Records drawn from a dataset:
★ ★ ★ ★
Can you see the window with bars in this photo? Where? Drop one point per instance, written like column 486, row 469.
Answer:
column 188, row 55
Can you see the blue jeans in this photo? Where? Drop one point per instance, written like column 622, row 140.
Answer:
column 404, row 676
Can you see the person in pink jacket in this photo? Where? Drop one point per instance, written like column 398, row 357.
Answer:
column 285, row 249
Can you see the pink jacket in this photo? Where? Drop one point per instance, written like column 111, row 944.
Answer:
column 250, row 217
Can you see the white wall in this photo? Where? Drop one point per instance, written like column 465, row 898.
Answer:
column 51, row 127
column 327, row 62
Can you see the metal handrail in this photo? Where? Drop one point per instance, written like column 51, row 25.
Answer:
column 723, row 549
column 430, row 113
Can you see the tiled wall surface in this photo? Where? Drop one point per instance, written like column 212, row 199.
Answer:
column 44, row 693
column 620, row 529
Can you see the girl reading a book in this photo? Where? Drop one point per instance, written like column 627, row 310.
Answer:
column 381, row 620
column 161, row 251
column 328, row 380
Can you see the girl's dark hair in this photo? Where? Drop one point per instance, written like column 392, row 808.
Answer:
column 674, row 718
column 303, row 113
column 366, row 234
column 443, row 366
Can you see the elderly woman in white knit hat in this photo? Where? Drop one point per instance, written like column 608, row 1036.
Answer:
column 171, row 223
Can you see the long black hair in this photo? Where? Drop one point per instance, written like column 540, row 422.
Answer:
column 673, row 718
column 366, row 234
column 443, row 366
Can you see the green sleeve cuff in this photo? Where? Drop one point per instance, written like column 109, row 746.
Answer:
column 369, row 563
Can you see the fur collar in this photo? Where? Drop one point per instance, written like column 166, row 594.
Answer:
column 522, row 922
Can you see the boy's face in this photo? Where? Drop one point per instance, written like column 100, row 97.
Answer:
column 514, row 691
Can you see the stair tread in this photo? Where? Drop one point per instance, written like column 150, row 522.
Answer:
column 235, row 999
★ ★ ★ ★
WORK ITEM: Each line of the entries that contains the word "wall" should be listed.

WRITTEN ANSWER:
Can you see the white wall in this photo? Where? Drop one point per instance, written like column 465, row 898.
Can you see the tiled wall surface in this photo? Where? Drop one point per instance, written like column 212, row 199.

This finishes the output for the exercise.